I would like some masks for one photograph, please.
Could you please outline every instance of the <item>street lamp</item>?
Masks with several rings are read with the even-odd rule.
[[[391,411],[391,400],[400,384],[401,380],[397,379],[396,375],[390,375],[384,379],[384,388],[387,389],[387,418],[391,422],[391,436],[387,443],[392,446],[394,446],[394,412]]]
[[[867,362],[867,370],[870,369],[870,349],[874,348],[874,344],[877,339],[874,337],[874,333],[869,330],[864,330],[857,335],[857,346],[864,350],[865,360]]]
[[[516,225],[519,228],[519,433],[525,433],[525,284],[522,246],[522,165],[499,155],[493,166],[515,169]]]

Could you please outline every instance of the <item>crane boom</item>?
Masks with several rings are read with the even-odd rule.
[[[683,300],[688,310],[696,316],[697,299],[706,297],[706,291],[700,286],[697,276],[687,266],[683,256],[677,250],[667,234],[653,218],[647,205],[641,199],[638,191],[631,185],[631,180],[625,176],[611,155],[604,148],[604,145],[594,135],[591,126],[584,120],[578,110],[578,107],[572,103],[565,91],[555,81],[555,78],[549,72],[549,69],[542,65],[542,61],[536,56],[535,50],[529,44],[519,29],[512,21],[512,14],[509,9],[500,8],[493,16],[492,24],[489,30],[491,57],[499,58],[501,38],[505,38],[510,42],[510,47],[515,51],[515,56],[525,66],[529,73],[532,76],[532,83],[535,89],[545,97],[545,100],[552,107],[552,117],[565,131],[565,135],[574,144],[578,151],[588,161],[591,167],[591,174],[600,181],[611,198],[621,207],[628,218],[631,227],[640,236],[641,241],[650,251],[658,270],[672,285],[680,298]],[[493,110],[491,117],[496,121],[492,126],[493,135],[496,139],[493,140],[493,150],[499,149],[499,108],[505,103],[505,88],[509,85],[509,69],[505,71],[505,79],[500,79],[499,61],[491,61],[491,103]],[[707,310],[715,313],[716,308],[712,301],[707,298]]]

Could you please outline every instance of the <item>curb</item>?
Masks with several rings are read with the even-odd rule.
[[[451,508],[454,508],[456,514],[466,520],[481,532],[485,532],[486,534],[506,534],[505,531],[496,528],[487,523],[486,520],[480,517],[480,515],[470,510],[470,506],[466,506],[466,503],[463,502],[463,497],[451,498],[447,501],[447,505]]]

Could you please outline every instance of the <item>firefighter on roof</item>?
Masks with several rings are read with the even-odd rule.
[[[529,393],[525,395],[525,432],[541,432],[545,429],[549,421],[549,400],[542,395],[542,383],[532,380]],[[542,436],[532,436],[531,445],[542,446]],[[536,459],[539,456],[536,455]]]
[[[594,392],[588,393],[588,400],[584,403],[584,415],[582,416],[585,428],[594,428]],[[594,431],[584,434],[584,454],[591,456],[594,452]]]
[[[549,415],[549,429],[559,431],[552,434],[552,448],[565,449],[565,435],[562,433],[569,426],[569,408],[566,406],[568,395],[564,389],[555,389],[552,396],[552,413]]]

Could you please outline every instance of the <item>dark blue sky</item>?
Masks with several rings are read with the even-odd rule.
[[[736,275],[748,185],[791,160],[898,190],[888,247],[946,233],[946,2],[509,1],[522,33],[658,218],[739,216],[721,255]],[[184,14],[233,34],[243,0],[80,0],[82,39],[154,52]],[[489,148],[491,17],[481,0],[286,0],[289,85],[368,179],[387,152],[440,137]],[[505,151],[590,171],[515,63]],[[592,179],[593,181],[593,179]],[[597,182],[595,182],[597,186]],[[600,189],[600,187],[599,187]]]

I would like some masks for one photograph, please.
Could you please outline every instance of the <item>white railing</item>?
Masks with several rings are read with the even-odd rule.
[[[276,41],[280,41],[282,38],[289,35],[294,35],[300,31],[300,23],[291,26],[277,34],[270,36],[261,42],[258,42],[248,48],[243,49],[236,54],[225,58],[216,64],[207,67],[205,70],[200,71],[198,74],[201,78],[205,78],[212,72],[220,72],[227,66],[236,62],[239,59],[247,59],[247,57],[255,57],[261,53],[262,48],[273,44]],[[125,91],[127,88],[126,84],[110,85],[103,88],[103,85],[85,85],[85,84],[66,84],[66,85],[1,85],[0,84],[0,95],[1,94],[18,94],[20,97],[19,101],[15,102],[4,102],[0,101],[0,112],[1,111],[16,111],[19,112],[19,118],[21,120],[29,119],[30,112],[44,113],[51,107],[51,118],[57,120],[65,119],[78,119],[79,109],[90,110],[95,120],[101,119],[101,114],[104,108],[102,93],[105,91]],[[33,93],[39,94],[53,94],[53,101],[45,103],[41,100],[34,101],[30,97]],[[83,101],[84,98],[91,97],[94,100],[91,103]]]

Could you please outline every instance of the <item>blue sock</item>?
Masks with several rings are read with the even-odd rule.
━━━━
__What you have to do__:
Repeat the records above exactly, from the first line to the last.

__Output for this task__:
I would like some masks for one photograph, please.
Could you please outline every instance of the <item>street lamp</item>?
Masks with several rings are read with the even-odd rule.
[[[391,411],[391,400],[400,384],[401,380],[397,379],[396,375],[390,375],[384,379],[384,388],[387,389],[387,418],[391,422],[391,436],[387,443],[392,446],[394,446],[394,412]]]
[[[867,362],[867,370],[870,369],[870,349],[874,348],[874,344],[877,339],[874,337],[874,333],[869,330],[864,330],[857,335],[857,346],[864,350],[865,360]]]
[[[516,225],[519,228],[519,433],[525,433],[525,284],[522,246],[522,165],[499,155],[493,166],[515,169]]]

Could you please outline every instance of the <item>crane boom</item>?
Masks with several rings are read with the even-odd rule.
[[[683,300],[688,310],[696,316],[697,299],[706,297],[706,291],[700,286],[697,276],[687,266],[683,256],[677,250],[667,234],[653,218],[647,205],[641,199],[638,191],[631,185],[631,180],[625,176],[611,155],[604,148],[604,145],[594,135],[591,126],[584,120],[578,110],[578,107],[572,103],[565,91],[555,81],[555,78],[549,72],[549,69],[542,65],[542,61],[536,56],[535,50],[529,44],[519,29],[512,21],[512,14],[509,9],[500,8],[493,16],[492,24],[489,30],[491,57],[499,58],[501,38],[505,38],[510,42],[510,47],[515,51],[515,56],[525,66],[529,73],[532,76],[532,83],[535,89],[545,97],[545,100],[552,107],[552,117],[565,131],[565,135],[574,144],[578,151],[588,161],[591,167],[591,174],[600,181],[611,198],[621,207],[628,218],[631,227],[640,236],[641,241],[650,251],[658,270],[672,285],[680,298]],[[493,110],[491,117],[496,121],[492,126],[493,135],[496,139],[493,140],[493,150],[499,149],[499,108],[505,103],[505,88],[509,85],[509,69],[505,71],[505,79],[500,79],[499,61],[491,61],[491,103]],[[707,310],[715,313],[716,308],[712,301],[707,298]]]

Could you please outline every instance of the <item>curb</item>?
Masks with several rings are read with the even-odd rule.
[[[451,508],[454,508],[456,514],[466,520],[481,532],[485,532],[486,534],[506,534],[505,531],[496,528],[487,523],[486,520],[480,517],[480,515],[470,510],[470,506],[466,506],[466,503],[463,502],[463,497],[451,498],[447,501],[447,505]]]

Could you please outline every instance of the <item>firefighter on roof</item>?
Masks with several rings are read with the even-odd rule.
[[[529,393],[525,395],[525,432],[541,432],[545,429],[549,421],[549,400],[542,395],[542,383],[532,380]],[[542,436],[532,436],[531,445],[542,446]],[[536,459],[539,456],[536,455]]]
[[[594,392],[588,393],[588,400],[584,403],[584,415],[582,416],[585,428],[594,428]],[[594,431],[584,434],[584,454],[591,456],[594,452]]]
[[[549,415],[549,429],[559,431],[552,434],[552,448],[565,449],[565,435],[562,433],[569,426],[569,408],[566,406],[568,395],[564,389],[555,389],[552,396],[552,413]]]

Could you please outline every instance of the <item>dark blue sky</item>?
Masks with several rings are read with the even-odd rule.
[[[736,275],[748,185],[791,160],[898,190],[888,247],[946,233],[946,2],[509,1],[522,33],[658,218],[739,216],[721,255]],[[184,14],[233,34],[243,0],[80,0],[82,39],[154,52]],[[489,148],[491,17],[481,0],[286,0],[289,85],[368,179],[387,152],[440,137]],[[505,151],[590,171],[515,63]],[[592,179],[593,181],[593,179]],[[597,182],[595,182],[597,186]],[[600,189],[600,187],[599,187]]]

I would like some masks for one photograph, please.
Could you please outline every instance of the <item>white railing</item>?
Masks with several rings are read with the even-odd rule.
[[[276,41],[280,41],[282,38],[289,35],[294,35],[300,31],[300,23],[291,26],[277,34],[270,36],[261,42],[258,42],[248,48],[243,49],[236,54],[225,58],[216,64],[207,67],[205,70],[200,71],[198,74],[201,78],[205,78],[212,72],[220,72],[227,66],[236,62],[239,59],[247,59],[247,57],[255,57],[261,53],[262,48],[273,44]],[[125,91],[127,88],[126,84],[110,85],[103,88],[103,85],[85,85],[85,84],[66,84],[66,85],[1,85],[0,84],[0,95],[1,94],[18,94],[20,97],[19,101],[15,102],[4,102],[0,101],[0,112],[1,111],[16,111],[19,112],[19,118],[21,120],[29,119],[30,112],[44,113],[51,107],[51,118],[57,120],[65,119],[78,119],[79,109],[90,110],[95,120],[101,119],[101,114],[104,108],[102,93],[105,91]],[[33,93],[39,94],[53,94],[53,101],[45,103],[41,100],[34,101],[30,97]],[[83,101],[84,98],[91,97],[94,100],[91,103]]]

Could you please outline every instance of the <item>blue sock</item>?
Masks with several rings are read with the even-odd rule.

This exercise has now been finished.